→ Extract
↓

Like every country, its problems are its own, and should be sorted by the folks with a legitimate interest in the matter.  #primedirective

Still mulling the notion that the fantasy novels of Tolkein (read only once or twice) and C.S. Lewis (re-read yearly) have their sources in undisclosed wartime travels in the Balkans and elsewhere.  Lunatic notion, but the second Lewis novel has clear resonances with his American travels, and the others seem to have a similar verisimilitude -- and the overarching theme is an Englishman type coming into contact with distant cultures. And then there's the powerful City contacts of Charles Williams.  (My hierarchy puts him between the two.)

Every work of fiction is an invitation to fictionalize the life of the author.   


 


 

One trick in securing the housing is to find a place somewhere between the cobblestoned tourist-catering places and the hobbit villages.  Clearly, the present booking has landed me far afield into the latter.  Much like the place in German Romanian Transylvania some time ago, the only difference being that the neighbors' chairs facing the windows are much closer here.  Will be a bit of an exercise in dispassion. Om.


Quiet day.  The goal was to sit quietly and read.  Restoring a bit of the focus that was lost last month in the inner-city rooms.  Quite successful for most of the day.  

To be productive, occasionally you need to think of yourself as an animal, and cause the animal to do the useful things by manipulating surroundings and habits.  While always reserving the capacity of free will that could accomplish everything in an un-caused and spontaneous fell swoop of success.  

Gently down the stream.   

Postprandial cinema: Trial and Error (The Dock Brief), 1962.  John Mortimer play, on Broadway the previous year, adapted for film with Peter Sellars.  The Proto-Rumpole.  Very mid-century UK, a bit like a J.B. Priestley, with morals and apercus of a masonic tincture scattered in among the macarizing.  Worthwhile.

↑

→ Data provided

↓

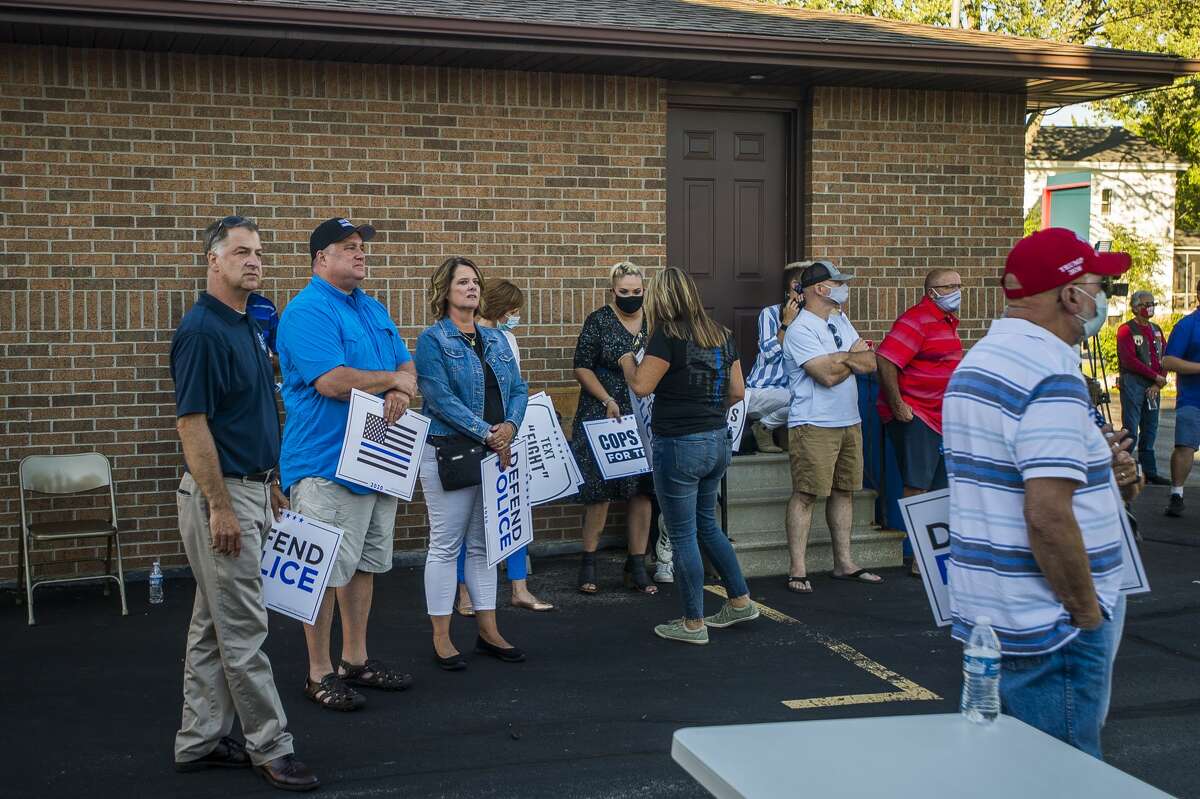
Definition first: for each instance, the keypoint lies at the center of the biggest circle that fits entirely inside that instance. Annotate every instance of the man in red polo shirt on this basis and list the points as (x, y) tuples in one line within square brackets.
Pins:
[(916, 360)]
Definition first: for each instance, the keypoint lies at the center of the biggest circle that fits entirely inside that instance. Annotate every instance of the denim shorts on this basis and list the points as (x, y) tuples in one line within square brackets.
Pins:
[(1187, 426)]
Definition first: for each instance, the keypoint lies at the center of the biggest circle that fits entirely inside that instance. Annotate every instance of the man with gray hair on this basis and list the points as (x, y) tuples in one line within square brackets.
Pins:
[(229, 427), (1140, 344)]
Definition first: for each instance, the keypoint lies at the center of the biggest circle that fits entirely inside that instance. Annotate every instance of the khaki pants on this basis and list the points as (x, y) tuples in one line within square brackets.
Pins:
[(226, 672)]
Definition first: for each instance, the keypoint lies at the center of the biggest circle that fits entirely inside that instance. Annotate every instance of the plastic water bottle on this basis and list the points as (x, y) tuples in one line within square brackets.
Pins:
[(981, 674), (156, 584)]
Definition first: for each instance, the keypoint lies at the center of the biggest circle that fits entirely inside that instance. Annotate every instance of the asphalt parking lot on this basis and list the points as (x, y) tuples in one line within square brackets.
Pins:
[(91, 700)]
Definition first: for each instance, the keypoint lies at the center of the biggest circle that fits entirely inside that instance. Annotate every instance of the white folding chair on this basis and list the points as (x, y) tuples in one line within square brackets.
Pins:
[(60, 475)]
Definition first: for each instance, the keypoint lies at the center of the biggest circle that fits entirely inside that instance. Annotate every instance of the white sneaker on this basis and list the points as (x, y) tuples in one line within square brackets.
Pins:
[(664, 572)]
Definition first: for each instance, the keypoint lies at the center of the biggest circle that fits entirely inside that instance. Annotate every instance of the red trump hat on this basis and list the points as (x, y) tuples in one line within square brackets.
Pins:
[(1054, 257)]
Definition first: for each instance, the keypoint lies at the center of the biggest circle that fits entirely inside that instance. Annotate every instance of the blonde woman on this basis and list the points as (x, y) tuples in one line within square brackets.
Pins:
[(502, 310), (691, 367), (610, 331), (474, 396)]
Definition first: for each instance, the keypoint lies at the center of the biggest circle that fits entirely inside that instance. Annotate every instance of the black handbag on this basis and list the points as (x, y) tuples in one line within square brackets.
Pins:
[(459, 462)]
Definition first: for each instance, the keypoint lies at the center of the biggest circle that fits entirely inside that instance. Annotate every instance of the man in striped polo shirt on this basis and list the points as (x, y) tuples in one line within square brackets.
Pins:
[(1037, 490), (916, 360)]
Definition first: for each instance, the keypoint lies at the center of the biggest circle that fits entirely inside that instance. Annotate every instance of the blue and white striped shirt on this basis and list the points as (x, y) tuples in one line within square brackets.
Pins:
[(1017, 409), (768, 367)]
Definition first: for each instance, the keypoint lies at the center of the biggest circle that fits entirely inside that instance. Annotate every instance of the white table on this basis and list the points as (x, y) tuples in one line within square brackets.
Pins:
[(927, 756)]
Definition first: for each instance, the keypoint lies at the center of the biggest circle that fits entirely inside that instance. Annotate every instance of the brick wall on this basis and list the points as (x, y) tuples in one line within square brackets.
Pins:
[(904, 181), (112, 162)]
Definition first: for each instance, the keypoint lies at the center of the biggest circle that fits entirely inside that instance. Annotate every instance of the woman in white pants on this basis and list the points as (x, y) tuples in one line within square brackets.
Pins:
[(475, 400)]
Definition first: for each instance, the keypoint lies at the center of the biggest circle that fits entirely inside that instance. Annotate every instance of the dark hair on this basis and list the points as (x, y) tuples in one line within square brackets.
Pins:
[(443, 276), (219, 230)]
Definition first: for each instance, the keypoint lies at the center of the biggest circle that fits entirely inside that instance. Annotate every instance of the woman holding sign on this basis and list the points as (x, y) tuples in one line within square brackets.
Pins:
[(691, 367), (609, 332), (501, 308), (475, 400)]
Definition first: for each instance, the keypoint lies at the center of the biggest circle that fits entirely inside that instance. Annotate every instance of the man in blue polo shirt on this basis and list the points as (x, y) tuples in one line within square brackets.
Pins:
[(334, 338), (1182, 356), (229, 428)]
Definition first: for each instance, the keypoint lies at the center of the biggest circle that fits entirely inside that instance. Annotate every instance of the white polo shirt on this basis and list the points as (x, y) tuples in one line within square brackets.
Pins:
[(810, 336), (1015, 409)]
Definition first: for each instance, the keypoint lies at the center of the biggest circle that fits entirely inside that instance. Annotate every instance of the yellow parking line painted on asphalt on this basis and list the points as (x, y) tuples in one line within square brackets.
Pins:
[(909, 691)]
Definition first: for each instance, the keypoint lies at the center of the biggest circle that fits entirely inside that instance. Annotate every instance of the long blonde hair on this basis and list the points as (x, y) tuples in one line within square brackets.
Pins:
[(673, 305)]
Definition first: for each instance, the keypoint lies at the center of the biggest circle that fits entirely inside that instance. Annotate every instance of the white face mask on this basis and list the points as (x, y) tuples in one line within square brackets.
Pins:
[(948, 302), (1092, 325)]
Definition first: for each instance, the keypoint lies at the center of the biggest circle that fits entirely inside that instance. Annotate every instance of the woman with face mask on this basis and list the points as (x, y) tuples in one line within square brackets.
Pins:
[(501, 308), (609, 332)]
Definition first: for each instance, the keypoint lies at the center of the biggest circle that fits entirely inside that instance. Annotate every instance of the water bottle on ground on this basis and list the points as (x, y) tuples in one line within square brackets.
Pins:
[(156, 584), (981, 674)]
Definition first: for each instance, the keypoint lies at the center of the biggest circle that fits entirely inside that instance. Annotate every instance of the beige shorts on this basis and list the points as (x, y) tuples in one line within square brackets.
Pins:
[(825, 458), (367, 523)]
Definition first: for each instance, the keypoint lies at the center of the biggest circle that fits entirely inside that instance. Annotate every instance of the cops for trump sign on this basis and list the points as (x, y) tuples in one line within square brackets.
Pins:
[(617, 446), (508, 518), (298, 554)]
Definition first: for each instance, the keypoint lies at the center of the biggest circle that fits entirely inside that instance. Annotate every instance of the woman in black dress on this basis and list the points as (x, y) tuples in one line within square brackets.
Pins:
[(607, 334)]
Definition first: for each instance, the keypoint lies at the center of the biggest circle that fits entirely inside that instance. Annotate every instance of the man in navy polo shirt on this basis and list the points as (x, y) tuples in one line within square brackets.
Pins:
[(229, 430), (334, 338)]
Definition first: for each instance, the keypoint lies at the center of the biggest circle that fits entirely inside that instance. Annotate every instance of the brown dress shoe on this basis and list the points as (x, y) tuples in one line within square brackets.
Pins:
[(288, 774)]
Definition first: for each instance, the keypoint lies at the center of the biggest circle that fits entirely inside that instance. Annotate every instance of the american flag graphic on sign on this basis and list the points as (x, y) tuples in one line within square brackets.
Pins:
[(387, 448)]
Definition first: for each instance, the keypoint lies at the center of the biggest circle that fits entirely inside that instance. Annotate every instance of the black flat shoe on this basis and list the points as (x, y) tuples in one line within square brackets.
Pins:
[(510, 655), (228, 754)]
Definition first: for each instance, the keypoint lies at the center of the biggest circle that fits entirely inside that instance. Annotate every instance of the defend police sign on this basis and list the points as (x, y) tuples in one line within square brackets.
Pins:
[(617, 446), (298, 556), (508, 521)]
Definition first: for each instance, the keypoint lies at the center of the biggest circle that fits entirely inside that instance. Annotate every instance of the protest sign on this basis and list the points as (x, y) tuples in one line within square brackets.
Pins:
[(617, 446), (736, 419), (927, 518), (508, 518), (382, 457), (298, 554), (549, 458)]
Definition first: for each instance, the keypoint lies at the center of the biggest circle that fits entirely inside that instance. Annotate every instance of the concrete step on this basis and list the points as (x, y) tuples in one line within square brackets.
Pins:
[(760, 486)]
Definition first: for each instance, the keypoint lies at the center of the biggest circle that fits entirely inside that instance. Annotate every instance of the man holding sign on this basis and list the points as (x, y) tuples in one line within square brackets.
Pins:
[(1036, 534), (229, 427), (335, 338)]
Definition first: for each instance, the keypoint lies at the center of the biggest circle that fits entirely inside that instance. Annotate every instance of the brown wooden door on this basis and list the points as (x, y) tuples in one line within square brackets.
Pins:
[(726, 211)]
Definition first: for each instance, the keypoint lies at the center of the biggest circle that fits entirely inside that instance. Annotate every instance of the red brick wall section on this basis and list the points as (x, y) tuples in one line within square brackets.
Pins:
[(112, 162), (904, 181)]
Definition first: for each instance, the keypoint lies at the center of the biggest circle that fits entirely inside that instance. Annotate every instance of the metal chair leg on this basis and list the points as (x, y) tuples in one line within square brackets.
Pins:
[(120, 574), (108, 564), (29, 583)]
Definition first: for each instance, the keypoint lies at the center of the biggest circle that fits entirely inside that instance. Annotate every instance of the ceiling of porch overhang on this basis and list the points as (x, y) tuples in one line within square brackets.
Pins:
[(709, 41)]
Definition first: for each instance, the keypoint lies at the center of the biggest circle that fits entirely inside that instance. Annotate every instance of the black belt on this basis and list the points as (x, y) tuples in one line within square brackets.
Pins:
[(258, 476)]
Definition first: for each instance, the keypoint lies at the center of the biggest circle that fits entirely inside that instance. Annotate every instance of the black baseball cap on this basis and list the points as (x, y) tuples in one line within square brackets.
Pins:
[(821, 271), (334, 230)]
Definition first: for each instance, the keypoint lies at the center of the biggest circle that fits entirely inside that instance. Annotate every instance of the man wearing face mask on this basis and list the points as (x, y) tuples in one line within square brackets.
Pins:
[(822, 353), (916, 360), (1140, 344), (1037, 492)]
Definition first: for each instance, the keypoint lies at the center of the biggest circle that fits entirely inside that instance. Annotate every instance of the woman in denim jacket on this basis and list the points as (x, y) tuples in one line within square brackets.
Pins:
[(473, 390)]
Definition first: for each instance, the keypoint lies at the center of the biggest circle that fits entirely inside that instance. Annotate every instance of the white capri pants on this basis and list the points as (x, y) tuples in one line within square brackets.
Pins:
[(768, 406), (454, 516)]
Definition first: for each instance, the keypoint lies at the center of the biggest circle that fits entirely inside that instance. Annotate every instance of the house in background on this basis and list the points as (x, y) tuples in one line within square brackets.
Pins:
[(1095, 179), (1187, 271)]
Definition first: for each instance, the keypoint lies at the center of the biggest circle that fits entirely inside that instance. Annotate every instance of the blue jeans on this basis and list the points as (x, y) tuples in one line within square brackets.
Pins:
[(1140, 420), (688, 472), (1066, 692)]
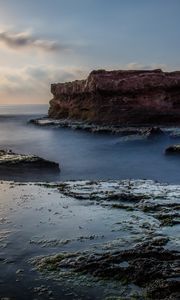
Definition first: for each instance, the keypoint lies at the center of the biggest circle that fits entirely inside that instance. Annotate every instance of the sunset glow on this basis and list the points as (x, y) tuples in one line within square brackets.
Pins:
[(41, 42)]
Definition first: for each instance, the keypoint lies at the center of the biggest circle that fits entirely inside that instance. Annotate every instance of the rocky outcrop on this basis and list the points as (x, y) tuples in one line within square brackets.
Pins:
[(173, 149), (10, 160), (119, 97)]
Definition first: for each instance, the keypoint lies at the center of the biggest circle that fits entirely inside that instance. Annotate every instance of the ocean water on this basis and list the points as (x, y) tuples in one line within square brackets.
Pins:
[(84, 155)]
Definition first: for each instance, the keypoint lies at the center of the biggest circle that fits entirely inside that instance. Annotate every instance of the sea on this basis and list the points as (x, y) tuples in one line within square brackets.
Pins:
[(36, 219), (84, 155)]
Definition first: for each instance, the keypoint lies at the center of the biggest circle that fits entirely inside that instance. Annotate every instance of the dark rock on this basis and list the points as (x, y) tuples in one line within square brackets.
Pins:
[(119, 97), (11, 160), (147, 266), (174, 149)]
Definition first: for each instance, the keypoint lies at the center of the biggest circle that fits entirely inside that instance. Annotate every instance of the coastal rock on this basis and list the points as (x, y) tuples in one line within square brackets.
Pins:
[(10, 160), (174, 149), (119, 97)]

↑

→ Goal A
Output the part of the journal excerpt that starts at "One trick in" and ends at "of the day.", word for word.
→ Goal B
List the people the journal excerpt mentions by first name or initials plus surname.
The records above are separate from the journal excerpt.

→ Exercise output A
One trick in securing the housing is to find a place somewhere between the cobblestoned tourist-catering places and the hobbit villages.  Clearly, the present booking has landed me far afield into the latter.  Much like the place in German Romanian Transylvania some time ago, the only difference being that the neighbors' chairs facing the windows are much closer here.  Will be a bit of an exercise in dispassion. Om.


Quiet day.  The goal was to sit quietly and read.  Restoring a bit of the focus that was lost last month in the inner-city rooms.  Quite successful for most of the day.

→ Exercise output B
C.S. Lewis, Charles Williams, John Mortimer, Peter Sellars, J.B. Priestley